GOAL 1:
Decide whether each statement agrees with the restoration notes. Answer yes or no for each, and quote the exact words that settle it.
(a) The parts will be cured in an oven at 200 for an hour.
(b) The axle shafts get antichip guard chassis black paint.
(c) The strut housings have already been painted.
GOAL 2: Reproduce part of the restoration notes word for word. Begin with the words "After they sit" and stop after the words "least I tried.....".

*** SUPPLIED TEXT

After they sit overnight, I will cure in oven at 200 for an hour tomorrow. This is essential to finish the curing of the VHT paint. Of course I have NO idea if this eastwood rust encapsulator stuff will work, but at least I tried.....

Still have more cleaning of: front sway bar, strut housings and control arms then they get painted.

Also cleaned and started prepping for paint:
- Gravel Tray - (rust encapsulator and antichip guard chassis black paint)
- Axle shafts - (eastwood rust encapsulator topped with VT engine universal silver)
- Engine mount cross bar. (eastwood rust encapsulator topped with VT engine universal silver)
- Transmission Mount and weight. (rust encapsulator and antichip guard chassis black paint)
- Gas Tank - (rust encapsulator and antichip guard chassis black paint)

******
*** GIVEN RECORDS

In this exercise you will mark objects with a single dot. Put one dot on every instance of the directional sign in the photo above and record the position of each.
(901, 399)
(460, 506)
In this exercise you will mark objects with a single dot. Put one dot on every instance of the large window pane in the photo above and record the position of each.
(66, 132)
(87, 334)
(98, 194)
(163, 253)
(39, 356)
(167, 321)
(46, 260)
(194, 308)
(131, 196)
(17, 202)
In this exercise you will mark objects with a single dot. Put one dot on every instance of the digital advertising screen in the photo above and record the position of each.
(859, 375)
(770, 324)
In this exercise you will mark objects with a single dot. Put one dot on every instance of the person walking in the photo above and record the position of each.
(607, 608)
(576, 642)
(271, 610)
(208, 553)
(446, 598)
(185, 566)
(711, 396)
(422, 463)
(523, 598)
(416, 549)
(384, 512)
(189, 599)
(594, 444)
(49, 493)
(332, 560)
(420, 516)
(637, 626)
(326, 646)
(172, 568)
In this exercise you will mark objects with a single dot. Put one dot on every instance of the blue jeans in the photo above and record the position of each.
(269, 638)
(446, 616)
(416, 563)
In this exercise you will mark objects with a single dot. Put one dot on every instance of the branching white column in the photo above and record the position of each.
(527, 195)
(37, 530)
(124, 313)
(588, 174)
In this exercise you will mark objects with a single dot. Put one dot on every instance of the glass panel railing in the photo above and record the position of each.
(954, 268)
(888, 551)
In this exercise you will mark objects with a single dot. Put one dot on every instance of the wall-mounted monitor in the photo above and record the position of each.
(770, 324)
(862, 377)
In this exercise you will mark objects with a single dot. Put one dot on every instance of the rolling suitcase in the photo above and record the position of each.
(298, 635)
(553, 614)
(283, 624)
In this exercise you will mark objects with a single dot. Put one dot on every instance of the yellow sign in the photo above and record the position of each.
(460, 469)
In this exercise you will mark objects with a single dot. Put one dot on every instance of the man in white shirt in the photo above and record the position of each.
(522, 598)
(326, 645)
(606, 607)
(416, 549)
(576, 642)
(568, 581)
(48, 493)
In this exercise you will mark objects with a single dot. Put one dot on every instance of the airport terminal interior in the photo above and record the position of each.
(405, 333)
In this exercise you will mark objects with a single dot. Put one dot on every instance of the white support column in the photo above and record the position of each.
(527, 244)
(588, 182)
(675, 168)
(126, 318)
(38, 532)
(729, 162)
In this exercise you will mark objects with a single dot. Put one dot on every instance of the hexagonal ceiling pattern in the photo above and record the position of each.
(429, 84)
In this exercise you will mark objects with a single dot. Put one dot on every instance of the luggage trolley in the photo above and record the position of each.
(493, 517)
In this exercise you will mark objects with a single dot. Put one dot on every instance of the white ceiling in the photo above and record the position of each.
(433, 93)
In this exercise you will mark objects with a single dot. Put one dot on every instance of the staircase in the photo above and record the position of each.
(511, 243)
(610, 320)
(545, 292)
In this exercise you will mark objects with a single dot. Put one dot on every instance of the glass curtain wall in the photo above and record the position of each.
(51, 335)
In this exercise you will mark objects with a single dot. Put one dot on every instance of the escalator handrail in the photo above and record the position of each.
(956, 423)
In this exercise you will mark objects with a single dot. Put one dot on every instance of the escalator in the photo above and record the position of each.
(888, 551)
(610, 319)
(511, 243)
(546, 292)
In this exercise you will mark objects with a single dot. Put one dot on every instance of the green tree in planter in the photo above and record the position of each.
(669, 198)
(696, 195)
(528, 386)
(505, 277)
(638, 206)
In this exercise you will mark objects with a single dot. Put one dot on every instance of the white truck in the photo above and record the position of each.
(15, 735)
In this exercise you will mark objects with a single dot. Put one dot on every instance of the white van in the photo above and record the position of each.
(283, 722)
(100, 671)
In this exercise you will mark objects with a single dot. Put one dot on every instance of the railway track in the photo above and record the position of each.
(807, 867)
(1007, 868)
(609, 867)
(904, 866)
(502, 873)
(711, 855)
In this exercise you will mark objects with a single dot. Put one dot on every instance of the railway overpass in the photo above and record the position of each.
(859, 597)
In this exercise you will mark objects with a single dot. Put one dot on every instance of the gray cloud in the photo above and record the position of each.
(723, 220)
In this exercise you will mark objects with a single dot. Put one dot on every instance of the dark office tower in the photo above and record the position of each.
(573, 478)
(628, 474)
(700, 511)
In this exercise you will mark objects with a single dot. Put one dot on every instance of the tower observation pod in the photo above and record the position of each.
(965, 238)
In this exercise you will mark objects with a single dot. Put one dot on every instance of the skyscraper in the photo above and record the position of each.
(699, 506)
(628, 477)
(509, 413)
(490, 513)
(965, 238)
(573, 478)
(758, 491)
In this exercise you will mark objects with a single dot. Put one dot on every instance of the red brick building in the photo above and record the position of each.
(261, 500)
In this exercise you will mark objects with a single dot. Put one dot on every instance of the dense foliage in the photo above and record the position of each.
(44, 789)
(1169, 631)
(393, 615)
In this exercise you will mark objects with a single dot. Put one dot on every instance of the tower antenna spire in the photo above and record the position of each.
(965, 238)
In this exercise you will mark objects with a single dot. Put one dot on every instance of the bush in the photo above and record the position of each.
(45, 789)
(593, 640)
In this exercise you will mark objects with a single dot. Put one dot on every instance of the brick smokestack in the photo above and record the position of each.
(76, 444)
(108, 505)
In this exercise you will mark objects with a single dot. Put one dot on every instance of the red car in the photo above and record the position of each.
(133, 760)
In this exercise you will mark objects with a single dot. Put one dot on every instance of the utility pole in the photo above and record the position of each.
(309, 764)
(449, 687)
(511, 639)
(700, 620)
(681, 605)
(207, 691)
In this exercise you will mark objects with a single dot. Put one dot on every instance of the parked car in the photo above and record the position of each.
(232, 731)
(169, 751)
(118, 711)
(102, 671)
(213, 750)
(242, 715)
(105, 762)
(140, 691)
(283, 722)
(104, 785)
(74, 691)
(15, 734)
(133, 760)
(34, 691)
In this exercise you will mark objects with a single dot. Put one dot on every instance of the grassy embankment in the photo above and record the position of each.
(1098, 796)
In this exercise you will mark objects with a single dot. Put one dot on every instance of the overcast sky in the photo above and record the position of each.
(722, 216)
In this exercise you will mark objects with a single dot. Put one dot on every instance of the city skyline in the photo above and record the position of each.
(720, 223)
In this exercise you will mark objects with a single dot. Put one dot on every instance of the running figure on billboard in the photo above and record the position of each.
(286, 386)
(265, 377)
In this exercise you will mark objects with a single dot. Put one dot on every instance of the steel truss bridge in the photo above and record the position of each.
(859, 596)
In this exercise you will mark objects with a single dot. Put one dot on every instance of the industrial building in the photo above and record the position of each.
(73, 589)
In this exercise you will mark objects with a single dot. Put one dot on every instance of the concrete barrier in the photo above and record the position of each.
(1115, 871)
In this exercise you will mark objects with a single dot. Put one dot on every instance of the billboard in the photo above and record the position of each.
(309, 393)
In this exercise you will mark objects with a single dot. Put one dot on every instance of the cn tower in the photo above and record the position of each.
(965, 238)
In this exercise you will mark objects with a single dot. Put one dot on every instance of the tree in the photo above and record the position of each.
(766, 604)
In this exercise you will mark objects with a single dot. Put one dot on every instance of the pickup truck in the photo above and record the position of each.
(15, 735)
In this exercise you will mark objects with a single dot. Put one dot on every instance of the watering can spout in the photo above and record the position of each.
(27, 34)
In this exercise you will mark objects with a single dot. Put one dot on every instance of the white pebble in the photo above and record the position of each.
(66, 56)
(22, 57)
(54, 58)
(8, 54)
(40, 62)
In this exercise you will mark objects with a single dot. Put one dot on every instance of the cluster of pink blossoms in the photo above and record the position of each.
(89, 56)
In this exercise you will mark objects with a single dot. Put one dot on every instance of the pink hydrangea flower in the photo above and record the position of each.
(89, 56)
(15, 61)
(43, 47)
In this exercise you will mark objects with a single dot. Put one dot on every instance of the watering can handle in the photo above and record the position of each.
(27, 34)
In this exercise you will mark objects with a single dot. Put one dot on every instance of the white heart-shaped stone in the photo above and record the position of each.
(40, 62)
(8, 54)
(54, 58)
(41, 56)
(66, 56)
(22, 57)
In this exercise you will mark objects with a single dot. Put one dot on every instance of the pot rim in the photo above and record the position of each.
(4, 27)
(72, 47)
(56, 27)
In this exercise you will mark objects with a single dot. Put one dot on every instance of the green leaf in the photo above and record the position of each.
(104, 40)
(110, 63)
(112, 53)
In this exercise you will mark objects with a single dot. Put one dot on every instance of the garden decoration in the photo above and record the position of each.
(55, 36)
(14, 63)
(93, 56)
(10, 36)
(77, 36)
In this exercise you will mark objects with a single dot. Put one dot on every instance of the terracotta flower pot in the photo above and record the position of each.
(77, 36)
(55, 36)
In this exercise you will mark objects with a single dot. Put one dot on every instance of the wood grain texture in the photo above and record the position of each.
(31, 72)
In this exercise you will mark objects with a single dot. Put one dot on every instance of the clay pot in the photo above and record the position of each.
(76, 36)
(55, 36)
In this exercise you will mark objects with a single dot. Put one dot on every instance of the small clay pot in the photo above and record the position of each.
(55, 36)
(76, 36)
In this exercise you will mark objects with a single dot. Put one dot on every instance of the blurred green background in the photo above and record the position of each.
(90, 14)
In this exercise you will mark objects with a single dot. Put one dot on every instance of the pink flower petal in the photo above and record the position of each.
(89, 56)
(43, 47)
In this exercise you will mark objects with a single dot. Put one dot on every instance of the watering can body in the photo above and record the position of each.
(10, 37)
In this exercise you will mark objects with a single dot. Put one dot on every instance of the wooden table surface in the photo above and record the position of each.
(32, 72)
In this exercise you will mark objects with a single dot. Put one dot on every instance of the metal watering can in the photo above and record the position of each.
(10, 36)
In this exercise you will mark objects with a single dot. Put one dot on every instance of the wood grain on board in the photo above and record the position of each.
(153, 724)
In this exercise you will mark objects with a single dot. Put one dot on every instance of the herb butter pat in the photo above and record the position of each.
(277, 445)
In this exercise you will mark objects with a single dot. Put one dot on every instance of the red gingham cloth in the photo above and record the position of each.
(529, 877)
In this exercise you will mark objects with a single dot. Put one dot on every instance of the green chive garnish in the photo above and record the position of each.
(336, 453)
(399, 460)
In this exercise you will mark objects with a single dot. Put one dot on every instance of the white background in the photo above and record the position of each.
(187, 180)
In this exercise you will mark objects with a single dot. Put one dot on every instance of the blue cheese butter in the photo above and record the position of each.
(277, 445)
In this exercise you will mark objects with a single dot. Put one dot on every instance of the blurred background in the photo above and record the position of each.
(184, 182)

******

ANSWER 1:
(a) Yes: "I will cure in oven at 200 for an hour tomorrow."
(b) No: "Axle shafts - (eastwood rust encapsulator topped with VT engine universal silver)"
(c) No: "Still have more cleaning of: front sway bar, strut housings and control arms then they get painted."

ANSWER 2:
After they sit overnight, I will cure in oven at 200 for an hour tomorrow. This is essential to finish the curing of the VHT paint. Of course I have NO idea if this eastwood rust encapsulator stuff will work, but at least I tried.....